Provided passage >>
....

Because this study was completed in contrived samples, a separate study looked at the range of the biomarker in 11 patients with the disease of interest, which is depicted by the histogram in gray (Figure 2). This study found that patients with the disease of interest had biomarker values between 3 and 9. The precision study used samples that were mainly outside this expected range in patient samples, which is problematic because it did not allow examination of test variability at the ranges expected in the early phase trial. In addition, because most of the samples that were used in the first study were further from the cut-point, they would be easier to call, which potentially led to overly optimistic estimates of day-to-day (operator-to-operator) concordance.
Primary end point
Biomarker tests that are used as primary end points – for example, as surrogate end points, monitoring biomarkers or pharmacodynamic biomarkers [1] – are often continuous markers, and are frequently described by their absolute value or in measurements relative to a baseline value. Depending on the proposed use of the biomarker test in the early phase trial, it may be important to consider test precision, bias, linearity and limit of detection/quantitation, as described below. Just as the statistical plan for a protocol will include a calculation of the trial's statistical power to detect an effect on the prespecified clinical end point, responsible planning for the use of a biomarker test to evaluate a primary protocol objective requires demonstration that the assay is capable of reliably detecting the biomarker-based outcome of interest. For example, if the outcome of interest is a change in the level of an intracellular protein following treatment, does the biomarker assay have the necessary analytic sensitivity, precision and dynamic range to detect that change if it occurs? It will not be possible to demonstrate this without some preliminary data on the magnitude of the expected change, the baseline distribution of expression levels before treatment and the variability inherent in the biomarker measurement process.
Precision study design and performance goals should be chosen relative to their purpose in the early phase trial. For example, suppose an early phase study's primary end point is to detect a 20-unit increase in biomarker value between baseline and post-treatment measurements within a given patient. Because the test will be interpreted by different observers, investigators complete an intermediate precision study with three separate observers running the test in its entirety in samples from ten different patients. Each patient specimen was split into three samples for independent analysis by the three observers. Figure 3A & B illustrates hypothetical results of the precision study, where each set of three vertically stacked, horizontally aligned points represents the readings from the three different observers (y-axis) for a given patient (x-axis represents reference standard value for each patient). Brackets mark a 20-unit decrease to 20-unit increase at each reference standard value. In Figure 3A, interobserver variability is high. In fact, it was common for observers to call biomarker values beyond a 20-unit difference from the reference standard value, indicating it is not possible to distinguish between interobserver variability and a true 20-unit increase with this test. In Figure 3B, interobserver variability is much lower, indicating that it is possible to distinguish a 20-unit increase in biomarker test value. In this study, it is also important to note that the primary end point (20-unit increase in biomarker test value) was chosen based on previous preclinical data. This example illustrates the necessity of understanding the analytical performance of the biomarker assay and how the required performance depends on the role the biomarker will play in the trial.

....

Instructions >>
a - List the test properties that the biomarker passage says may be important to consider, depending on the biomarker test's proposed use in the early phase trial.
b - Extend the biomarker passage by writing what comes next after its final sentence.
The data that follow come from a separate source and are unrelated to the biomarker passage.

Supplied data >>
....

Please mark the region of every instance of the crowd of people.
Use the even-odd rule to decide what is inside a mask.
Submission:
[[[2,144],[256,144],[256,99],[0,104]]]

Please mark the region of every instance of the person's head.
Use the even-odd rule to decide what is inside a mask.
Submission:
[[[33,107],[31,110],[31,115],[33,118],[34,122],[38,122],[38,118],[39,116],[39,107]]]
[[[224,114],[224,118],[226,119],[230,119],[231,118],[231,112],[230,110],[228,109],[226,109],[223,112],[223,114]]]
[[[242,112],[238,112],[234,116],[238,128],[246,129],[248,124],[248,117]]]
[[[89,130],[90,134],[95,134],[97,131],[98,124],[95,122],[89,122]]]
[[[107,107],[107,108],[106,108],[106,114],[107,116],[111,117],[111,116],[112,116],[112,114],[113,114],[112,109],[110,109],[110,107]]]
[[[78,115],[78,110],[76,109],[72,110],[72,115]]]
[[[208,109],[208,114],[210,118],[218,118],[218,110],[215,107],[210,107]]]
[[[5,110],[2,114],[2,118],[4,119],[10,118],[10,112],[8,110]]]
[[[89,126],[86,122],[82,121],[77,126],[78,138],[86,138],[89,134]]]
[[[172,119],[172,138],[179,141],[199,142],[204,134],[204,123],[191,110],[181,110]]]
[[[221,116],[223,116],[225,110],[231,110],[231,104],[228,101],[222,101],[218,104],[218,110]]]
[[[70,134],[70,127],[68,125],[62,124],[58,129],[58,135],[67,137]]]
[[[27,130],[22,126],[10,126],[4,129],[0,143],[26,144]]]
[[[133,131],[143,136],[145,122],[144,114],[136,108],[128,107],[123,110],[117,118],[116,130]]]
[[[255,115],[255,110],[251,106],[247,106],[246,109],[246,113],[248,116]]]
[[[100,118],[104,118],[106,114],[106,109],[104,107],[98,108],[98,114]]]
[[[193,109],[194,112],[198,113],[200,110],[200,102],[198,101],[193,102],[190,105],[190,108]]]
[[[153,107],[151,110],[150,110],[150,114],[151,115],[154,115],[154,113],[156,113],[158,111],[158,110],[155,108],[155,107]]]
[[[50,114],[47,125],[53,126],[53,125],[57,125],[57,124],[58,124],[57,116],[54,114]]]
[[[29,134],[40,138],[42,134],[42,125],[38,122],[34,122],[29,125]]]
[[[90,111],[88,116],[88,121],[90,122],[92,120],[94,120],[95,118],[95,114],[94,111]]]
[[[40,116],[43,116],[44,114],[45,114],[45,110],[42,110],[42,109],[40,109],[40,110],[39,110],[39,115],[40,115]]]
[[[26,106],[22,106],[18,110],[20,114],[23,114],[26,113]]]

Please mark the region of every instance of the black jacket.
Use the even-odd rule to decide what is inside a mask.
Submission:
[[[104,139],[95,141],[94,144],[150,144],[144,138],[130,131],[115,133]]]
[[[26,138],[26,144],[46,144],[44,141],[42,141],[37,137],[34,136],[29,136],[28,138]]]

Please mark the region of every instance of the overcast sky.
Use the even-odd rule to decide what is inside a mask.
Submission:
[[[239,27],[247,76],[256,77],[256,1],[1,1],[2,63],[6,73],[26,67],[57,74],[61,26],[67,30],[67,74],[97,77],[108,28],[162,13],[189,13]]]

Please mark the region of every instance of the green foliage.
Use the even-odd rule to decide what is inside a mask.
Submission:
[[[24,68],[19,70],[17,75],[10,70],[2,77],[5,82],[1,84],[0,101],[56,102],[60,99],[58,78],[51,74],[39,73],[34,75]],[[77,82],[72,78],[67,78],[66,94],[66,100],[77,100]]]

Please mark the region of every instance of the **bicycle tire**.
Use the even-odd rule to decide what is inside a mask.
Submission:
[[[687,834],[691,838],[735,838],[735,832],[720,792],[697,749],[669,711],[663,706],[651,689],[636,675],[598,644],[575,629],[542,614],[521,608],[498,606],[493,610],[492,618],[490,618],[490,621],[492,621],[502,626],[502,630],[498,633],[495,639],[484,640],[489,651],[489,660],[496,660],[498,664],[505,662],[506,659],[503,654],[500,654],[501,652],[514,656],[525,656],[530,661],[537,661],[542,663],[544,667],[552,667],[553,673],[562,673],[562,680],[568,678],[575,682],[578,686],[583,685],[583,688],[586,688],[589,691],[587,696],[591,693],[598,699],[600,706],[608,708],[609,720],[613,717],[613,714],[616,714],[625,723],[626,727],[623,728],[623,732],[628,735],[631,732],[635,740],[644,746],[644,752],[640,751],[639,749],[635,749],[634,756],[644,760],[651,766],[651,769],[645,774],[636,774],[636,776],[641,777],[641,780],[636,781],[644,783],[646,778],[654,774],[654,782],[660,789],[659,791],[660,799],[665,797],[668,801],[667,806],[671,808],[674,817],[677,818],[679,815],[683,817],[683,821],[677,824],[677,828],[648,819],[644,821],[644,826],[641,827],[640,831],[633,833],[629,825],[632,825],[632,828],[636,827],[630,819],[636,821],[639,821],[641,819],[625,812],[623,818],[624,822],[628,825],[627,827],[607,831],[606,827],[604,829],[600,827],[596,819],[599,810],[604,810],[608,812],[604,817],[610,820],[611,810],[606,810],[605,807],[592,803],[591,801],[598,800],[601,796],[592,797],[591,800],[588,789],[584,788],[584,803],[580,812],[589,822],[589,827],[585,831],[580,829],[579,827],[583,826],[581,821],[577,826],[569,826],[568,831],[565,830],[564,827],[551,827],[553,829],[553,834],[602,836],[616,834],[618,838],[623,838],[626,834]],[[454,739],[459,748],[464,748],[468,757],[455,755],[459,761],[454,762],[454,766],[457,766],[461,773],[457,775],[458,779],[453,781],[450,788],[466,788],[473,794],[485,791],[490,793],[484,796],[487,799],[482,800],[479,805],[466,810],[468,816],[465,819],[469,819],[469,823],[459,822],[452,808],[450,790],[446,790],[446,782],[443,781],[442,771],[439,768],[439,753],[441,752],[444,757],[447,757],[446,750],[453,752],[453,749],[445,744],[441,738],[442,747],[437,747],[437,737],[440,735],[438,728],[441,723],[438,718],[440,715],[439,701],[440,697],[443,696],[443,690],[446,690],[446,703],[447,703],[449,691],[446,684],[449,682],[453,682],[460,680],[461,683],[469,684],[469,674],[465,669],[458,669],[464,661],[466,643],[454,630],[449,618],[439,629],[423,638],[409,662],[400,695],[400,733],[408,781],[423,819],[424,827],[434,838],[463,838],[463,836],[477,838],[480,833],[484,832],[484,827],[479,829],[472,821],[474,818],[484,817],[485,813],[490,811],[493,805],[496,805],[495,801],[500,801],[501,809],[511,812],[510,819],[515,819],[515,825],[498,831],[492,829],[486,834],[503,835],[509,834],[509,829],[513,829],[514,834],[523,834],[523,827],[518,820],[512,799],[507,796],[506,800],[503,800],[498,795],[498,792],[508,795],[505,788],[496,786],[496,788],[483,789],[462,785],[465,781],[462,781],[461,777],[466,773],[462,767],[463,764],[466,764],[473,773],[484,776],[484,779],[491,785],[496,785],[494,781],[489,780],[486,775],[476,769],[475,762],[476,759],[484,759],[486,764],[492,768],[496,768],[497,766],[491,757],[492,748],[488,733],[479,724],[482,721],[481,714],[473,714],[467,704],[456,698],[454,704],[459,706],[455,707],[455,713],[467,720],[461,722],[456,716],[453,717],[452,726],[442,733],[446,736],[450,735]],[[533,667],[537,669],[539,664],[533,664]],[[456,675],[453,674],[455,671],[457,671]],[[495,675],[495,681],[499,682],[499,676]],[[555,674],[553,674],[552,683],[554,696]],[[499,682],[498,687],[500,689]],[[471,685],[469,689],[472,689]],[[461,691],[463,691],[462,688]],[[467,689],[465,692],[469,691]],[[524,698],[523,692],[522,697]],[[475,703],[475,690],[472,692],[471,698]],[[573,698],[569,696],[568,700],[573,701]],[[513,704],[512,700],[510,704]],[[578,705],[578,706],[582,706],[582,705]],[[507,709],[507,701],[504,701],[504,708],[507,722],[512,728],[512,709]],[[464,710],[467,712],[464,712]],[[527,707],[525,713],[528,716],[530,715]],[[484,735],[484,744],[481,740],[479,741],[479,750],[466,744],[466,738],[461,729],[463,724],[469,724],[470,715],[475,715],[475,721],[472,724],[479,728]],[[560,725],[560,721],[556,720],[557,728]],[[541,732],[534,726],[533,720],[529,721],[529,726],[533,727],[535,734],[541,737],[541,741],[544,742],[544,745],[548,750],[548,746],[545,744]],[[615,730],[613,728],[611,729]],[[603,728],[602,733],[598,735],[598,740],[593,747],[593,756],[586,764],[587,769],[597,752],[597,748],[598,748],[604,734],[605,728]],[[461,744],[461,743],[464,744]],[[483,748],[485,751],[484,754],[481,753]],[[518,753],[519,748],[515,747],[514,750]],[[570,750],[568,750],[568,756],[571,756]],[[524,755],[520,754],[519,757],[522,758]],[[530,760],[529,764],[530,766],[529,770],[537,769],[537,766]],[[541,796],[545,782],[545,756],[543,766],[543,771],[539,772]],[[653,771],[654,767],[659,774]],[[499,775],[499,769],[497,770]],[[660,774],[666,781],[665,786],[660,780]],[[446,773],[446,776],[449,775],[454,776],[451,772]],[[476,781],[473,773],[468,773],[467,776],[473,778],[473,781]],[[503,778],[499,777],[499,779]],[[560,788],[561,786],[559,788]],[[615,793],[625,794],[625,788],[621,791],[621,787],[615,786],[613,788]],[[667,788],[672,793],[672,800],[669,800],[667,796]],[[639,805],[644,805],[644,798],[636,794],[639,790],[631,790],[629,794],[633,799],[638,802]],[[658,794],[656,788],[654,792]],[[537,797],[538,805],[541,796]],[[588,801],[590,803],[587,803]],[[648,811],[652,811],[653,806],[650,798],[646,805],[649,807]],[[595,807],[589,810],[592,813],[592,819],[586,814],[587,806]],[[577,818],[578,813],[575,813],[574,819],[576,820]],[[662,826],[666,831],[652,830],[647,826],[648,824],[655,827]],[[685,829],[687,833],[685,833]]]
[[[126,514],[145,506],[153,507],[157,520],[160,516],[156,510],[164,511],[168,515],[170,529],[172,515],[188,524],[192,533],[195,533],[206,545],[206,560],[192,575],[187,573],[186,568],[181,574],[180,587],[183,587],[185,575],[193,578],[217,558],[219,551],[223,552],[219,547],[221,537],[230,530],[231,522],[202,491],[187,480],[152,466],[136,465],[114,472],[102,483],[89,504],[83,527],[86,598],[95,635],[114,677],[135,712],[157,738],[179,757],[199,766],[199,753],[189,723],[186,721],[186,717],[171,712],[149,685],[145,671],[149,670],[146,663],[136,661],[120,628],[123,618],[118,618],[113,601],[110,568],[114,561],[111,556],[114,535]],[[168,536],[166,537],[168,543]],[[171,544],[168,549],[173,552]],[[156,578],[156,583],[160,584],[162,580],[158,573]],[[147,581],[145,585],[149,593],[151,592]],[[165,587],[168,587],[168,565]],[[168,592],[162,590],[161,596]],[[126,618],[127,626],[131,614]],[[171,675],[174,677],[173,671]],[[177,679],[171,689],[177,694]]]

....

Per-task outputs >>
a -
- Test precision
- Bias
- Linearity
- Limit of detection/quantitation

b -
Figure 3. . Interpretation of results from observer-to-observer intermediate precision studies (three observers) depends on the purpose of the biomarker in the trial.
Each of ten patient specimens was split into three samples for independent analysis by the three observers. Each set of three vertically stacked, horizontally aligned points represents the readings from the three different observers (y-axis) for a given patient (x-axis represents reference standard value for each patient). Brackets indicate a 20-unit decrease to 20-unit increase in biomarker value. (A) (Left): the biomarker must be adequately precise to call a 20-unit increase in biomarker value; however, it is not possible to distinguish between interobserver variability and a true 20-unit increase. (B) (Right): the biomarker must be adequately precise to call a 20-unit increase in biomarker value. Results of the precision study indicate that this biomarker can generally distinguish between interobserver variability and a 20-unit increase.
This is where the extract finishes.